◆ ACTION ITEM
Your answer should consist only of the lines below from the one with "x=772, y=292" through the one with "x=457, y=64", copied exactly.

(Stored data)
######
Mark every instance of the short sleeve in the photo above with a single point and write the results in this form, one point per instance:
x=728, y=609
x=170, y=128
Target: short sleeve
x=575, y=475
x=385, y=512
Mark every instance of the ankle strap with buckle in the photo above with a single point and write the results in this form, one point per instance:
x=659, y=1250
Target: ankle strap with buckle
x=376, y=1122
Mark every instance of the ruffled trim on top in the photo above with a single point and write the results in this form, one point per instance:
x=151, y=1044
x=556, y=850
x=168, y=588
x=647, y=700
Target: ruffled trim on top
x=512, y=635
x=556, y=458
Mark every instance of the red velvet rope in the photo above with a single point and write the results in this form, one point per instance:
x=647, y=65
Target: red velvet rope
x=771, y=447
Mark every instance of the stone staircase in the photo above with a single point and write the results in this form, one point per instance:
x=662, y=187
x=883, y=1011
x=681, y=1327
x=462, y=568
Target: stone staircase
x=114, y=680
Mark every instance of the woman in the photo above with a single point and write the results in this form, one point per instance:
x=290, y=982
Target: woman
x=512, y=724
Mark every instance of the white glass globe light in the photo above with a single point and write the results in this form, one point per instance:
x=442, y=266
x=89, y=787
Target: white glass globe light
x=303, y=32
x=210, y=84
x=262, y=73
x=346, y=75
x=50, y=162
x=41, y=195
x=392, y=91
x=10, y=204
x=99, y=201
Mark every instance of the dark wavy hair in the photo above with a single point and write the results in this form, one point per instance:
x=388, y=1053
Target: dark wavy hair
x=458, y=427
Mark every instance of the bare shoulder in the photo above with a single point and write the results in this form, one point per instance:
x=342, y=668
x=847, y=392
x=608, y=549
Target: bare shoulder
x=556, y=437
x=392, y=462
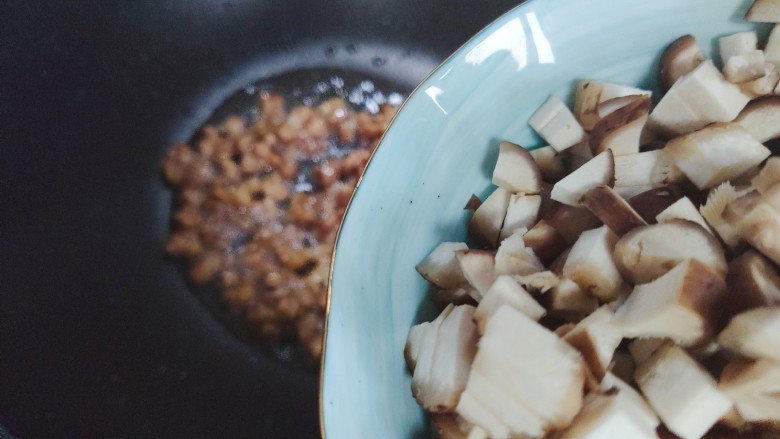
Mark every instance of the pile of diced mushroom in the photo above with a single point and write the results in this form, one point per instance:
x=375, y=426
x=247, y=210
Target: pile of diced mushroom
x=621, y=282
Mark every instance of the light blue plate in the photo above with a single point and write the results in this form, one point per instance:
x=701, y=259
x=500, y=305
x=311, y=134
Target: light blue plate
x=440, y=149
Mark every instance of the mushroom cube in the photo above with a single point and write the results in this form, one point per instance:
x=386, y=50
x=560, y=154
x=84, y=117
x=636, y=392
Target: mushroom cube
x=681, y=392
x=479, y=269
x=754, y=386
x=745, y=67
x=736, y=44
x=486, y=222
x=772, y=49
x=612, y=210
x=520, y=213
x=754, y=333
x=506, y=291
x=696, y=100
x=636, y=173
x=681, y=305
x=712, y=211
x=757, y=222
x=516, y=170
x=606, y=416
x=504, y=394
x=716, y=153
x=598, y=170
x=683, y=209
x=549, y=162
x=621, y=130
x=646, y=253
x=440, y=374
x=513, y=257
x=545, y=241
x=596, y=338
x=679, y=58
x=557, y=125
x=753, y=282
x=764, y=11
x=441, y=266
x=591, y=93
x=761, y=118
x=590, y=264
x=568, y=299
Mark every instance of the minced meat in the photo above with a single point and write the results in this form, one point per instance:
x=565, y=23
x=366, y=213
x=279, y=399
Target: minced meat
x=257, y=207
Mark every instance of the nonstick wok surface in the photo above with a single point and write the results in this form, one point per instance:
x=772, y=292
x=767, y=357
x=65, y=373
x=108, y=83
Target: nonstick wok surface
x=99, y=335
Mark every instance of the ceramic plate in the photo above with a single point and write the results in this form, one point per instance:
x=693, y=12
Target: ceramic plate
x=440, y=149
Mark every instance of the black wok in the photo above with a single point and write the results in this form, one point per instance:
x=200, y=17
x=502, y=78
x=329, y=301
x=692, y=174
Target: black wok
x=99, y=335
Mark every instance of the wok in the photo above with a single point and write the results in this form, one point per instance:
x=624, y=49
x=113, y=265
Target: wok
x=99, y=335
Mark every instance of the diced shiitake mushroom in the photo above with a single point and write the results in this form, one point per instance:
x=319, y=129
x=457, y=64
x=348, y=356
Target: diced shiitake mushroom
x=606, y=415
x=679, y=58
x=612, y=210
x=631, y=218
x=462, y=295
x=621, y=130
x=550, y=163
x=650, y=203
x=596, y=338
x=646, y=253
x=591, y=266
x=637, y=173
x=629, y=397
x=516, y=170
x=441, y=267
x=766, y=84
x=736, y=44
x=520, y=214
x=447, y=426
x=504, y=394
x=643, y=348
x=557, y=125
x=764, y=11
x=541, y=281
x=479, y=269
x=742, y=61
x=754, y=386
x=506, y=291
x=513, y=257
x=485, y=224
x=696, y=100
x=718, y=199
x=444, y=358
x=571, y=221
x=772, y=49
x=545, y=241
x=683, y=395
x=597, y=171
x=569, y=299
x=681, y=305
x=716, y=153
x=752, y=282
x=754, y=333
x=757, y=222
x=592, y=93
x=683, y=209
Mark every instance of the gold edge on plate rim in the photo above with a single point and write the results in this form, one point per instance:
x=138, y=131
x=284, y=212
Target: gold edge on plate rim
x=321, y=402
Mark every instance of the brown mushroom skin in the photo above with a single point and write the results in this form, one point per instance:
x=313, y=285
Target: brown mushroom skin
x=637, y=108
x=650, y=203
x=612, y=210
x=636, y=260
x=545, y=241
x=680, y=57
x=753, y=281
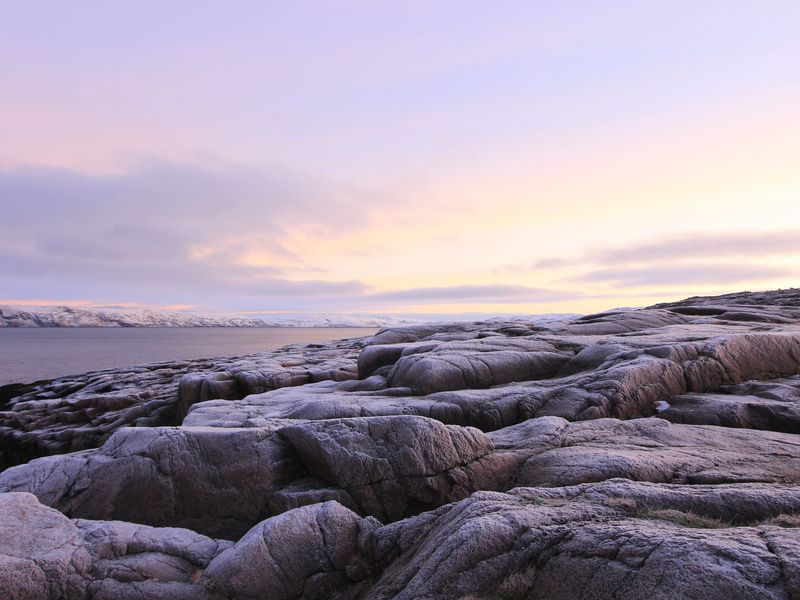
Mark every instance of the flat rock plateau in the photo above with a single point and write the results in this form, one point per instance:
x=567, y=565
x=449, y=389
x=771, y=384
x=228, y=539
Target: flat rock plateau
x=632, y=454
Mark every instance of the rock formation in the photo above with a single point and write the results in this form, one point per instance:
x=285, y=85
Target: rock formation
x=632, y=454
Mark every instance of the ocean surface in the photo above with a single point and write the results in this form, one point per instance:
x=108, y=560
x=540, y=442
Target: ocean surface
x=28, y=355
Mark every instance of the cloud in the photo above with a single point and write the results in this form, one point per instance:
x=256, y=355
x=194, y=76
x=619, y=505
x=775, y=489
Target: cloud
x=688, y=246
x=463, y=294
x=690, y=274
x=168, y=233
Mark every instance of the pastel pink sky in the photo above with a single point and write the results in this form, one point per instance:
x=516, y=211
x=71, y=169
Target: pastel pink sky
x=444, y=157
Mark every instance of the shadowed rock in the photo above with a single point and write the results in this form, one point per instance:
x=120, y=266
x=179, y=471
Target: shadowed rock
x=395, y=466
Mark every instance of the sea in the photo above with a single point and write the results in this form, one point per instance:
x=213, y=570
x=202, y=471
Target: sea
x=33, y=354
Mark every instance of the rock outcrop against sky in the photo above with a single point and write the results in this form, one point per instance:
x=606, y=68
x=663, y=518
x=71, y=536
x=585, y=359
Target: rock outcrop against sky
x=631, y=454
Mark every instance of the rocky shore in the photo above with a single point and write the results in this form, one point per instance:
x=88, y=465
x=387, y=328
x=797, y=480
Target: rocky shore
x=647, y=453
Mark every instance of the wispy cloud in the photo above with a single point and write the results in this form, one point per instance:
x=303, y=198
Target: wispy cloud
x=688, y=246
x=461, y=294
x=163, y=233
x=684, y=275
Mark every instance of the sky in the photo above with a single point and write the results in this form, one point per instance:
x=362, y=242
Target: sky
x=397, y=157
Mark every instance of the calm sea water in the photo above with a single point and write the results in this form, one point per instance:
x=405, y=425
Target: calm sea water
x=28, y=355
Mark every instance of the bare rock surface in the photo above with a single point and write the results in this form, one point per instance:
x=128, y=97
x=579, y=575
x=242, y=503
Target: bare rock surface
x=82, y=411
x=630, y=454
x=395, y=466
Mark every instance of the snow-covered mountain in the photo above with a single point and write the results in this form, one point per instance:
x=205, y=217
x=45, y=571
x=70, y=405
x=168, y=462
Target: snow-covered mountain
x=65, y=316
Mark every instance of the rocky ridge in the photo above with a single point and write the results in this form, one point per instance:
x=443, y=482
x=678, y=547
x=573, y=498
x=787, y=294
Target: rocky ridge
x=632, y=454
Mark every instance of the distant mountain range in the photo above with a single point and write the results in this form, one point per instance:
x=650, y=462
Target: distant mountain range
x=65, y=316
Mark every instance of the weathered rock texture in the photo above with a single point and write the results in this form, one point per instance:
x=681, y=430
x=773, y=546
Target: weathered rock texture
x=632, y=454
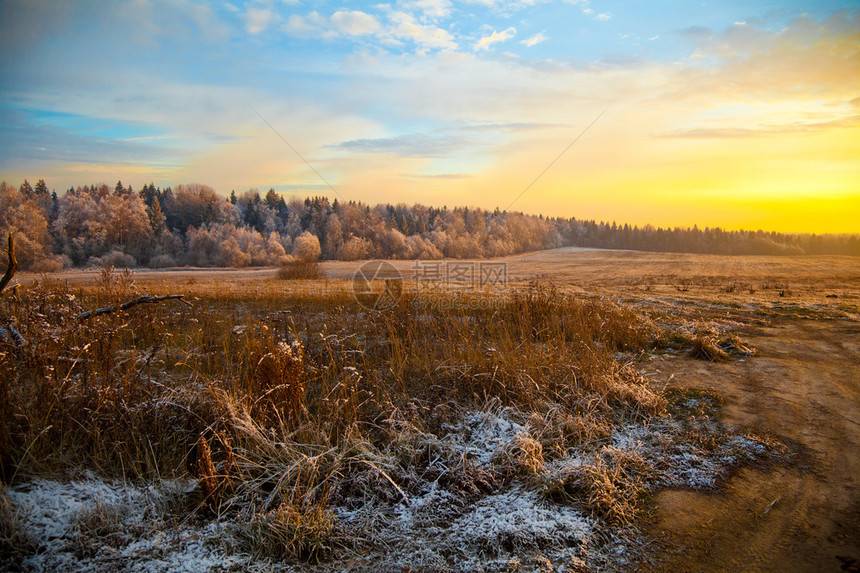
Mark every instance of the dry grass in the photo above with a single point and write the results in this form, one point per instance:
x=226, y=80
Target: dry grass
x=301, y=270
x=282, y=403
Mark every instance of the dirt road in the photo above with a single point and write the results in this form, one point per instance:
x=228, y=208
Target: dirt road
x=802, y=387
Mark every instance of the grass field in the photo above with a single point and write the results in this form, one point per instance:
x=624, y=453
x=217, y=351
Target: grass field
x=544, y=424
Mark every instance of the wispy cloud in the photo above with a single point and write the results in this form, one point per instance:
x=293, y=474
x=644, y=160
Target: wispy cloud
x=355, y=23
x=534, y=40
x=257, y=20
x=407, y=145
x=486, y=42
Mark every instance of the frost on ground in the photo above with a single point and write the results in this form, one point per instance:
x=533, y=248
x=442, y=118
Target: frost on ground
x=500, y=525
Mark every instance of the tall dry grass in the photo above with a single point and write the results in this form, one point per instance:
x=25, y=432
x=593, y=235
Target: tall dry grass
x=284, y=405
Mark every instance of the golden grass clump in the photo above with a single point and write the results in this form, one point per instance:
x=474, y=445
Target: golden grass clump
x=300, y=270
x=523, y=456
x=283, y=400
x=291, y=531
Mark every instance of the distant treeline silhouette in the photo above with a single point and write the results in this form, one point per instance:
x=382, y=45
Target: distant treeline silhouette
x=193, y=225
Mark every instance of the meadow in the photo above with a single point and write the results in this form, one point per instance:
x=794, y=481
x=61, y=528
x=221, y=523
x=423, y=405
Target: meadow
x=271, y=424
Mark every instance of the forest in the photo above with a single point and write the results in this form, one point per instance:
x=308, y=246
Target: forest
######
◆ EXERCISE SOLUTION
x=772, y=292
x=767, y=357
x=65, y=373
x=108, y=83
Target: nonstick wok surface
x=99, y=335
Mark every instance of the ceramic plate in the photo above with a single point and write the results in this form, one point per instance:
x=693, y=12
Target: ceramic plate
x=440, y=149
Mark every instance of the black wok in the photo above with a single point and write the results in this form, one point per instance:
x=200, y=17
x=502, y=78
x=329, y=301
x=692, y=174
Target: black wok
x=99, y=335
Mark every instance of the wok in the photo above with a single point and write the results in this form, one point per instance:
x=624, y=49
x=113, y=265
Target: wok
x=99, y=335
Mark every instance of the diced shiitake mushroom in the photo above with a single point and write the results in this form, one point per instance:
x=319, y=129
x=457, y=64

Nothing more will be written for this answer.